INSTRUCTIONS FOR THE TASK -> Each line of the records needs to be written out exactly, with any image left out.

THE INPUT ->
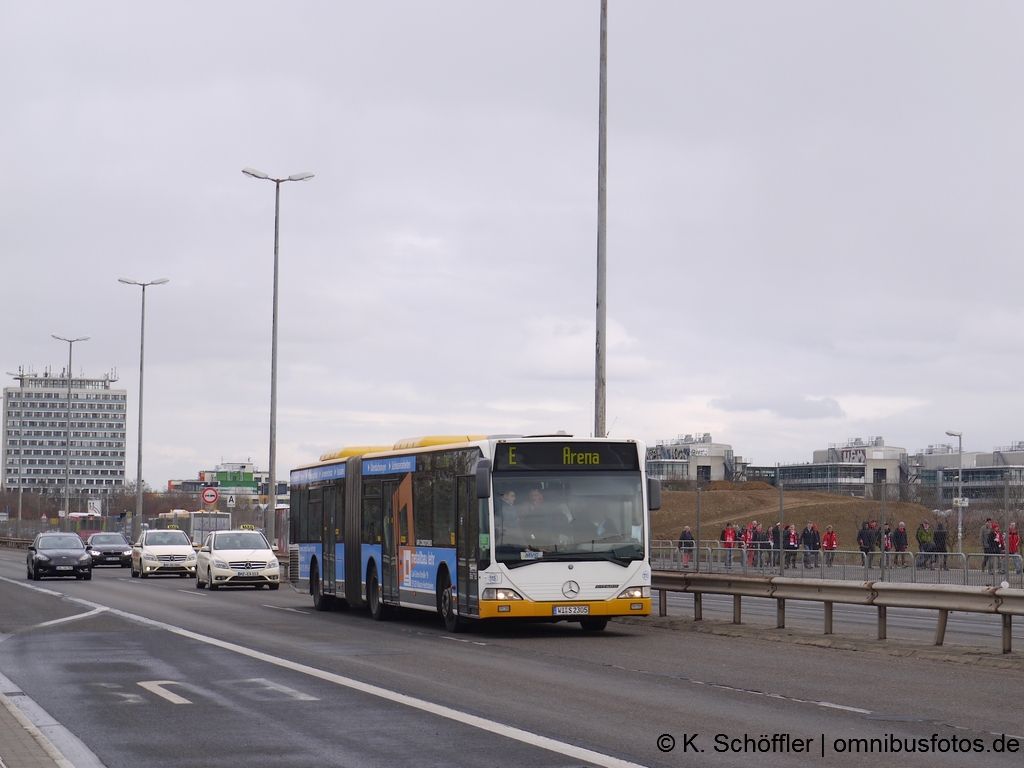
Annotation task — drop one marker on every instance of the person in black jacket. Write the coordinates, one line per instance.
(900, 543)
(865, 539)
(687, 545)
(811, 542)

RESULT OF THIS TASK ->
Annotation task — drop one marker on every instance of the person in black jacket. Write the coordinates, one line per instance.
(900, 543)
(865, 539)
(687, 545)
(811, 542)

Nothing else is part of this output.